---------- Reading passage

Andrea Vassallo

Personal information
- Date of birth: 30 September 1997 (age 28)
- Place of birth: Milan, Italy
- Height: 1.80 m (5 ft 11 in)
- Position(s): Forward; winger;

Team information
- Current team: Saronno

Youth career
- 2014–2016: Milan

Senior career*
- Years: Team / Apps / (Gls)
- 2016–2019: Bologna / 0 / (0)
- 2016–2017: → Brescia (loan) / 3 / (1)
- 2017–2018: → Carrarese (loan) / 33 / (6)
- 2018–2019: → Catania (loan) / 13 / (1)
- 2019: → Renate (loan) / 4 / (0)
- 2020–2021: Vis Artena / 4 / (0)
- 2021: Real Calepina / 8 / (1)
- 2021–2022: Accademia Pavese
- 2022–2023: RG Ticino
- 2023: Muggiò
- 2023–2024: Pavia
- 2024–2025: Leon
- 2025: Sant'Angelo / 3 / (0)
- 2025–: Saronno

International career^{‡}
- 2014–2015: Italy U18 / 5 / (2)
- 2015: Italy U19 / 1 / (0)

= Andrea Vassallo (footballer) =

Italian footballer (born 1997)

Andrea Vassallo (born 30 September 1997) is an Italian footballer who plays for Eccellenza club Saronno.

--------------------

What to produce: List every club that the player profile's senior career section marks as a loan.

---------- Extracted information

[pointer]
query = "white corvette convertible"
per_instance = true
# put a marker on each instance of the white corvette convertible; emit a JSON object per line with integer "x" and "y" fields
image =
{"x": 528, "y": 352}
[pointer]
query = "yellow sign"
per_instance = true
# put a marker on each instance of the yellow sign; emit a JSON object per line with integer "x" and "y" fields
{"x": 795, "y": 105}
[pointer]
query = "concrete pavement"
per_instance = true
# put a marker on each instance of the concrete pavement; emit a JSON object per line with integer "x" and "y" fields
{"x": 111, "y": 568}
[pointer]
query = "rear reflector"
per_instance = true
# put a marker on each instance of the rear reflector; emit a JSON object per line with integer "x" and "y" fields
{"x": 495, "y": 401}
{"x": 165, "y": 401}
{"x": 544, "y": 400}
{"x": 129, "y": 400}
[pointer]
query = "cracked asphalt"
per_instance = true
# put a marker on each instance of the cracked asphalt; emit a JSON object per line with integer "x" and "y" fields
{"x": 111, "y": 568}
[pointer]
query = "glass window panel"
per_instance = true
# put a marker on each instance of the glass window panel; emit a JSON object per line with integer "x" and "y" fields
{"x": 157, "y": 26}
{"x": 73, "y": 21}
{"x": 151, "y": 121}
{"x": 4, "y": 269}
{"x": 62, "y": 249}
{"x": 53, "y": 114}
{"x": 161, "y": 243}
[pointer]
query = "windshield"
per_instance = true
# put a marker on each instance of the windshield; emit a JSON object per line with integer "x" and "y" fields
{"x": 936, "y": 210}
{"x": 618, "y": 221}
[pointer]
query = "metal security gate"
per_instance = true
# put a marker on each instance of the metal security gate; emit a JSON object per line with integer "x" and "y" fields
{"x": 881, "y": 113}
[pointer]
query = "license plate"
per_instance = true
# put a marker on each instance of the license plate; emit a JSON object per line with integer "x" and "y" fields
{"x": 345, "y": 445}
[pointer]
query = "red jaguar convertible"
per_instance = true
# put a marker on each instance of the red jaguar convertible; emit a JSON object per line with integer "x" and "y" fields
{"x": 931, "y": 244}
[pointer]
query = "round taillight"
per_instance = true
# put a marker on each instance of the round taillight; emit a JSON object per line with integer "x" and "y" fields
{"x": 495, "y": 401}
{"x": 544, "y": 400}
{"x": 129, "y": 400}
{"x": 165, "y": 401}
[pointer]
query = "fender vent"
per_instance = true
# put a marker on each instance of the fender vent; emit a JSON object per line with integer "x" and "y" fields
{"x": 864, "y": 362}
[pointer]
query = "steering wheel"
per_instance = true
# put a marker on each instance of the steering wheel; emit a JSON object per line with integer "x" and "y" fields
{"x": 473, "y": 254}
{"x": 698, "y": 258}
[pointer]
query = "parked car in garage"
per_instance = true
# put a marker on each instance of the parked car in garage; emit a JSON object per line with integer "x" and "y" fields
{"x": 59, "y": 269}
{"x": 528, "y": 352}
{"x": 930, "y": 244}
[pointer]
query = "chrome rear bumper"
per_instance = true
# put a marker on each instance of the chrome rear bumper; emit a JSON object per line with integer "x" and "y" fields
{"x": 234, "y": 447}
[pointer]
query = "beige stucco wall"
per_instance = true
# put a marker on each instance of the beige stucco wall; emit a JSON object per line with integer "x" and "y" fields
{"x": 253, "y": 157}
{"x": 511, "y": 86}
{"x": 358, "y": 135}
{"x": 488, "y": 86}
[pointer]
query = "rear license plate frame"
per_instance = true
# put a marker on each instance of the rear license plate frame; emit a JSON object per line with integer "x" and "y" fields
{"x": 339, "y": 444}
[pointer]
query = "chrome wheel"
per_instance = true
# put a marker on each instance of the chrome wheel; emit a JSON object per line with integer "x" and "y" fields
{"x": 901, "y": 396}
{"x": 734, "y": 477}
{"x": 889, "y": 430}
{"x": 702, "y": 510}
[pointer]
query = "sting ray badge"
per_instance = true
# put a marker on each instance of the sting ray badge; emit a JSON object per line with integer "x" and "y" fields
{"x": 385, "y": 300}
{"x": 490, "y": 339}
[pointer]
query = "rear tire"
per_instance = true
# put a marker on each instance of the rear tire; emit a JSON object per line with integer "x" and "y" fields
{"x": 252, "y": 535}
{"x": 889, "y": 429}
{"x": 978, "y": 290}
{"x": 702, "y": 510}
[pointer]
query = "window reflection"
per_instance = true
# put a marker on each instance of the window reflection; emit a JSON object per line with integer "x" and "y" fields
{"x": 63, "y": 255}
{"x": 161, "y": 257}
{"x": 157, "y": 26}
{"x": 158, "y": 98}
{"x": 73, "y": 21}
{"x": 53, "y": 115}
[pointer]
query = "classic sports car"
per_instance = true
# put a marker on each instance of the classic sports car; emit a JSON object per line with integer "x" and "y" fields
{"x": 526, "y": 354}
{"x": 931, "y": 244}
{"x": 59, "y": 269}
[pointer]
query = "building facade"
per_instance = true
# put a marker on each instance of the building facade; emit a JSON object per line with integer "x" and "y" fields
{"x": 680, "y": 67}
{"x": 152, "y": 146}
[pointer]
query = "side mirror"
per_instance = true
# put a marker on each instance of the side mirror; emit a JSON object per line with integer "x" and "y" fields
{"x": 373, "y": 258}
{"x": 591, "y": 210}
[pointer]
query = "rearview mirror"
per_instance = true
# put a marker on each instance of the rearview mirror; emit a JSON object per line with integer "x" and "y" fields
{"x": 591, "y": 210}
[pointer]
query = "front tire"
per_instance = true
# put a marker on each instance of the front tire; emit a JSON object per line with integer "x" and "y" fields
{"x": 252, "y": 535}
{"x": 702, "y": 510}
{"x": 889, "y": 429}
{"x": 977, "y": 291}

--------------------

Response: Brescia, Carrarese, Catania, Renate